Brano citato –
┌──

Si tiene fino al 20 maggio la Cop15 desertificazione, dalla quale ci si attendono risposte su degrado dei suoli, deforestazione, siccità e inquinamento.
Dal 9 al 20 maggio si tiene in Costa d’Avorio la Cop15 sulla desertificazione.
Il 40 per cento delle terre emerse del Pianeta sono già degradate.
Alla conferenza si parlerà anche di deforestazione, inquinamento del suolo e siccità.
È cominciata nella mattinata di lunedì 9 maggio la quindicesima Conferenza mondiale delle Nazioni Unite sulla desertificazione (Cop15). La riunione si tiene ad Abidjan, capitale della Costa d’Avorio e dovrebbe chiudersi (salvo ritardi nei negoziati) venerdì 20. A partecipare sono i rappresentanti di 196 paesi membri della Convenzione Onu sulla lotta contro la desertificazione (Unccd), dai quali ci si attendono azioni concrete ed immediate per la tutela dei territori, in particolare quelli più vulnerabili di fronte ad un processo provocato da attività umane come la cementificazione ed esacerbato dai cambiamenti climatici.

└──

Estratto dei dati –
┌──

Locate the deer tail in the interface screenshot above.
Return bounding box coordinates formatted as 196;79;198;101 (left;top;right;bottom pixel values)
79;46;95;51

└──

Elenco dei compiti –
A - Secondo l'articolo sulla Cop15, quanti paesi membri della Convenzione Onu mandano i loro rappresentanti alla conferenza?
B - In base all'articolo sulla Cop15, spiega da cosa è provocato il processo che minaccia i territori più vulnerabili e che cosa lo aggrava.
C - Scrivi il seguito dell'articolo sulla Cop15, ripartendo subito dopo l'ultima frase.
L'elenco è materiale a sé, distinto dall'articolo sulla Cop15.

Risposte –
A - 196 paesi.

B - Il processo è provocato da attività umane come la cementificazione. A renderlo ancora più grave sono i cambiamenti climatici.

C -
In Africa 319 milioni di ettari a rischio desertificazione
Secondo le Nazioni Unite, già oggi il 40 per cento della superficie emersa del Pianeta risulta degradato. Il che impone una presa di coscienza e un ripensamento anche dei sistemi economici e produttivi: alla Cop15 non si parlerà infatti solamente della desertificazione in senso stretto, ma anche di deforestazione, siccità e inquinamento dei suoli.
Secondo il ministro ivoriano dell’Ambiente, Jean-Luc Assi, solamente in Africa sono ben 319 milioni gli ettari a rischio desertificazione. E secondo la Fao la porzione subsahariana del continente è la regione più colpita dal fenomeno a livello mondiale. In particolare in Costa d’Avorio, la superficie forestale risulta diminuita dell’80 per cento rispetto al 1900: si è infatti passati dai 16 milioni di ettari dell’epoca agli attuali 2,9 milioni. E si prevede una scomparsa totale entro la metà del secolo in corso.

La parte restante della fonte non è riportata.